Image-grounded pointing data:
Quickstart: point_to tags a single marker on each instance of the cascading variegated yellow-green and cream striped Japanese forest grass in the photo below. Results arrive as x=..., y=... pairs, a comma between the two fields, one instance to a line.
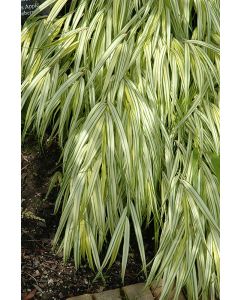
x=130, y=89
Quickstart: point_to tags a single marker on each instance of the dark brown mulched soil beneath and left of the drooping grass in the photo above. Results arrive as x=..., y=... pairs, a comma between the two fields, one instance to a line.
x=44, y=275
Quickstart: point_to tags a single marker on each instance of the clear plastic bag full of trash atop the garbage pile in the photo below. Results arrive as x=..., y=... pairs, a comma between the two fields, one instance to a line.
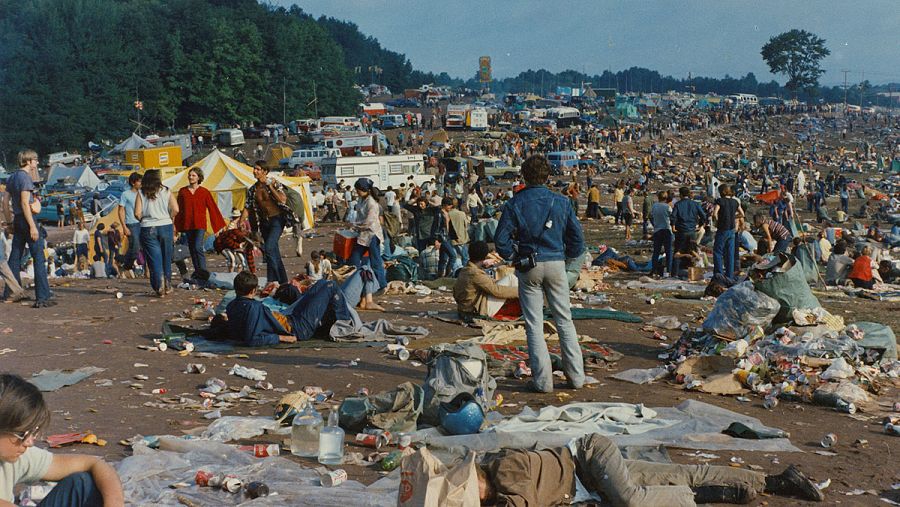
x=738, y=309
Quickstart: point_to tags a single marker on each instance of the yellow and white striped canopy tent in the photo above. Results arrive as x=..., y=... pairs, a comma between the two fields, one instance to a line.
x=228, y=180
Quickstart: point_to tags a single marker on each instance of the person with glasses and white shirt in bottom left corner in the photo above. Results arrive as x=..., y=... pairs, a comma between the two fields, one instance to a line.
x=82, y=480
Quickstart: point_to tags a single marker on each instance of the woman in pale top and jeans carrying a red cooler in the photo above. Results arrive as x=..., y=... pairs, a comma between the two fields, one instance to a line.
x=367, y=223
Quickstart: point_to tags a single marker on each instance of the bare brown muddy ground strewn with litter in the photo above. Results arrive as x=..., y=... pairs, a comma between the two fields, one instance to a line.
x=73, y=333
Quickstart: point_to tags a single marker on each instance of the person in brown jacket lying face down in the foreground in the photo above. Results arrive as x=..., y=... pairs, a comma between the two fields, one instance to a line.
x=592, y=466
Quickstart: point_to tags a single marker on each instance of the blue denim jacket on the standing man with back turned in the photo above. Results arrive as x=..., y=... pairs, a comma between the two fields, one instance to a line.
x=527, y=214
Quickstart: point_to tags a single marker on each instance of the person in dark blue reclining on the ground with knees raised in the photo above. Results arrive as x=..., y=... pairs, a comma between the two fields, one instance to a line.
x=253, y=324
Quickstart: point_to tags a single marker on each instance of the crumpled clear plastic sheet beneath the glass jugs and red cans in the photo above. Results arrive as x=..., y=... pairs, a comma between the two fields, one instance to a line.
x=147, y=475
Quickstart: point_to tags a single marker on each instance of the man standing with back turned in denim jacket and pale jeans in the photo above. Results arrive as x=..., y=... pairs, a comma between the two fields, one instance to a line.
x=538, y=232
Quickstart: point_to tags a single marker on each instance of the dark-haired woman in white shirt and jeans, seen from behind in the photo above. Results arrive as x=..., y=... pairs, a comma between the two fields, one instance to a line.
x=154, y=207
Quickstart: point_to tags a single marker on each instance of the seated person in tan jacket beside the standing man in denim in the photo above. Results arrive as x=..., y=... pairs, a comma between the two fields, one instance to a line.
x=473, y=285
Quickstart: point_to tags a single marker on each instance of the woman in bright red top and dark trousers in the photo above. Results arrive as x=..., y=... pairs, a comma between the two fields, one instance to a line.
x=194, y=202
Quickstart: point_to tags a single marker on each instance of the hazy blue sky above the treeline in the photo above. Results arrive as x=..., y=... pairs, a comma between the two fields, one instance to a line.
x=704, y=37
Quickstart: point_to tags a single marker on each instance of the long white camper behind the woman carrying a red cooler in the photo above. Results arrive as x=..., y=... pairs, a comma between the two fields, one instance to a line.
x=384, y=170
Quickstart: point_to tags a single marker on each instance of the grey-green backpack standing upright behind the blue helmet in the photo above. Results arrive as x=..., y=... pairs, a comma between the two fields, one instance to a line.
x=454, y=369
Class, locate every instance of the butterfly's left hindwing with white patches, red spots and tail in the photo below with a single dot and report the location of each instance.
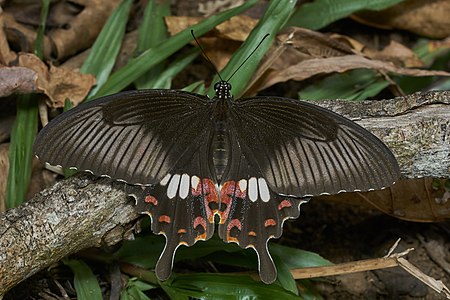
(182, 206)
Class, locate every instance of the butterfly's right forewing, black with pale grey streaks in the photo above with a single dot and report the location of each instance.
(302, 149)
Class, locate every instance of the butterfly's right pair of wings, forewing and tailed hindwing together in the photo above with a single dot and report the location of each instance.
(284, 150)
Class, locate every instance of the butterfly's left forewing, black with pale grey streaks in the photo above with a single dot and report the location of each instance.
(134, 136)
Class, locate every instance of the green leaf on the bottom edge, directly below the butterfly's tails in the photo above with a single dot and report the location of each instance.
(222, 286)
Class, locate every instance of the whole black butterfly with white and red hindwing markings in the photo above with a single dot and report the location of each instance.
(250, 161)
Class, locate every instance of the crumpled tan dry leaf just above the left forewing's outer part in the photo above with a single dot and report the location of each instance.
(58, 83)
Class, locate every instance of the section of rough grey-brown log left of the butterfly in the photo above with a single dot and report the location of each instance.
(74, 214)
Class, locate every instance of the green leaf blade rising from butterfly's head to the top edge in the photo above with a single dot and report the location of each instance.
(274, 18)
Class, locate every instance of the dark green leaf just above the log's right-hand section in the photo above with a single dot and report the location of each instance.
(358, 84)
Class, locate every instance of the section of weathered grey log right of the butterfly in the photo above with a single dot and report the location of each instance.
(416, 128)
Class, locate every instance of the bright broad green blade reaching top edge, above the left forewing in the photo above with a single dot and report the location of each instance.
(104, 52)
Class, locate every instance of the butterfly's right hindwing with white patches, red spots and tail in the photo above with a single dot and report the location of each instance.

■ What is required ■
Write out the records above in full and exactly, with no pictures.

■ Result for this exercise ■
Quickstart: point_to tags a single marker on each instance of the cascading variegated yellow-green and cream striped Japanese forest grass in the photo below. Results arrive as x=..., y=... pairs, a comma between the two fields, one instance to a line.
x=130, y=89
Quickstart: point_to tags a single marker on each instance of the dark brown mulched soil beneath and left of the drooping grass in the photo above. Results arrive as x=..., y=... pairs, a comma between the two fields, one instance to a line.
x=44, y=275
Quickstart: point_to tags a single marker on each instance of the clear plastic bag full of trash atop the garbage pile in the photo below. Results arrive as x=..., y=... pairs, a comma between the two fields, one instance to a line.
x=738, y=309
Quickstart: point_to tags a single marker on each instance of the yellow and white striped canopy tent in the photo above. Results arrive as x=..., y=... pairs, a comma between the two fields, one instance to a line.
x=228, y=180
Quickstart: point_to tags a single marker on each instance of the person with glasses and white shirt in bottom left corner in the photo above. Results arrive as x=..., y=... pairs, a comma between the two fields, one instance to a line.
x=82, y=480
Quickstart: point_to tags a single marker on each instance of the woman in pale top and jeans carrying a red cooler in the photo above. Results arrive as x=..., y=... pairs, a comma between the two fields, one instance to a line.
x=367, y=223
Quickstart: point_to tags a single marker on each instance of the bare brown muddy ground strewn with litter in the photo above. Results arrive as x=..., y=... pairs, a comma between the two fields, one instance to a line.
x=73, y=333
Quickstart: point_to tags a single marker on each instance of the person in brown jacket lying face down in the foreground in the photo above. Results arrive as x=..., y=... pairs, a comma between the two fields, one instance to a line.
x=592, y=466
Quickstart: point_to tags a single marker on each instance of the blue denim jacket on the standing man with back turned in the photo above. Results arrive as x=..., y=... pairs, a comma between the two fields, one instance to a line.
x=527, y=214
Quickstart: point_to tags a single marker on each instance of the person in dark blue reclining on the ground with knees raised in the photo above. Results arrive as x=..., y=... pairs, a comma between the two fields, one instance to a line.
x=253, y=324
Quickstart: point_to tags a single marker on each instance of the crumpled clear plastic sheet beneath the glass jugs and red cans in the photo above. Results arrive as x=..., y=... pairs, a comma between the two fields, one instance to a line.
x=147, y=475
Quickstart: point_to tags a single marker on each instance of the man standing with back turned in denim jacket and pale jeans in the photo above. Results arrive as x=..., y=... pairs, a comma between the two fields, one instance to a line.
x=538, y=232
Quickstart: point_to tags a single marker on each instance of the dark-haired woman in white shirt and jeans, seen from behind in the photo above. Results arrive as x=..., y=... pairs, a comma between the two fields, one instance to a line.
x=154, y=207
Quickstart: point_to tags a single marker on each instance of the seated person in tan jacket beside the standing man in denim in the photo above. Results arrive as x=..., y=... pairs, a comma between the two fields, one instance to a line.
x=473, y=285
Quickstart: point_to tags a single marker on each instance of the woman in bright red top and dark trousers in the photo above. Results arrive as x=..., y=... pairs, a comma between the two fields, one instance to a line.
x=194, y=202
Quickstart: point_to tags a single marker on each instance of the hazy blue sky above the treeline in the photo above. Results arrive as x=..., y=... pairs, a comma between the two fields, one instance to a line.
x=704, y=37
Quickstart: point_to tags a single marker on each instance of the long white camper behind the woman carrying a red cooler in the photo above. Results arrive as x=..., y=... pairs, a comma between the two fields, one instance to a line.
x=384, y=170
Quickstart: point_to tags a single marker on each instance of the grey-green backpack standing upright behind the blue helmet in the photo above. Results arrive as x=..., y=... pairs, a comma between the two fields, one instance to a line.
x=454, y=369
Class, locate every instance of the butterfly's left hindwing with white patches, red spots and tail in the photo below with a single dot and report the location of each instance.
(182, 206)
Class, locate every instance of the butterfly's right forewing, black with pale grey streaks in the photo above with a single dot and report the location of each instance.
(302, 149)
Class, locate every instance of the butterfly's right pair of wings, forewing and tailed hindwing together in the photo above with a single dot and report the location of each instance.
(284, 150)
Class, locate every instance of the butterfly's left forewing, black with pale grey streaks in the photo above with a single dot and report the location of each instance.
(134, 136)
Class, locate every instance of the green leaf on the bottom edge, directly below the butterfly's tails in the photo above with a single dot and report the location of each instance.
(222, 286)
Class, locate every instance of the whole black butterfly with white and red hindwing markings in the photo above with a single dot and report the location of each instance.
(250, 161)
Class, locate every instance of the crumpled tan dry leaf just above the left forewing's outer part in the photo above with a single dot and report the location of each instance.
(58, 83)
Class, locate every instance of the section of rough grey-brown log left of the butterfly in the photo above with a single dot and report the location of each instance.
(74, 214)
Class, locate every instance of the green leaf blade rising from butterfly's head to the top edge in the photo above with a single dot and report the location of each instance.
(274, 18)
Class, locate every instance of the dark green leaf just above the log's right-hand section in the photo above with a single dot and report the location of each instance.
(358, 84)
Class, locate every instance of the section of weathered grey log right of the butterfly in the photo above with a single dot and report the location of each instance.
(416, 128)
Class, locate every instance of the bright broad green blade reaching top edge, above the left forewing in the photo above with a single dot and report the location of each instance.
(104, 52)
Class, locate every instance of the butterfly's right hindwing with white patches, red spots and tail in the photo above with a single dot and report the location of each instance.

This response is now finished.